• **YOUR OBJECTIVE**: For each of the items below, arrange the lines of your answer as a numbered list, leaving out any blank lines.

● ● ● ● ●

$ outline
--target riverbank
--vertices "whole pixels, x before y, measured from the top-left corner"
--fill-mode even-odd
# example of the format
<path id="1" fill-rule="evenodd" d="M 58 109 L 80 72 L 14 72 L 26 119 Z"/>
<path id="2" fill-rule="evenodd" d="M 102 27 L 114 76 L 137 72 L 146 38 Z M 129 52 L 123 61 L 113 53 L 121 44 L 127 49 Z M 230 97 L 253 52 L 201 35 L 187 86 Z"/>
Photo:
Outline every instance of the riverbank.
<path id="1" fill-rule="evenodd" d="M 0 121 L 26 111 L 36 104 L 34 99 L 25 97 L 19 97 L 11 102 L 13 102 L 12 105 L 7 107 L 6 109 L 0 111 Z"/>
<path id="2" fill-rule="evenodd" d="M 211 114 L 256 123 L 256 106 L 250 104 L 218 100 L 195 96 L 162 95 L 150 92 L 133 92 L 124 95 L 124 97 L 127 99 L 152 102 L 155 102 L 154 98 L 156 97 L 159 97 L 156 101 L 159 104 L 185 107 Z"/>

● ● ● ● ●

• **FULL OUTPUT**:
1. $ outline
2. --target riverbank
3. --vertices "whole pixels, x before y, measured from the top-left corner"
4. --fill-mode even-odd
5. # example of the format
6. <path id="1" fill-rule="evenodd" d="M 58 109 L 80 72 L 14 72 L 26 119 Z"/>
7. <path id="2" fill-rule="evenodd" d="M 102 27 L 114 76 L 137 72 L 146 38 Z M 129 52 L 123 61 L 113 53 L 121 44 L 127 49 Z M 230 97 L 253 52 L 201 35 L 187 86 Z"/>
8. Photo:
9. Outline every instance of the riverbank.
10. <path id="1" fill-rule="evenodd" d="M 0 121 L 26 111 L 36 104 L 34 99 L 25 97 L 19 97 L 11 102 L 13 102 L 12 105 L 7 107 L 6 109 L 0 111 Z"/>
11. <path id="2" fill-rule="evenodd" d="M 211 114 L 256 123 L 256 106 L 250 104 L 218 100 L 195 96 L 162 95 L 150 92 L 133 92 L 124 95 L 124 97 L 127 99 L 152 102 L 155 102 L 154 98 L 156 97 L 159 97 L 156 101 L 159 104 L 185 107 Z"/>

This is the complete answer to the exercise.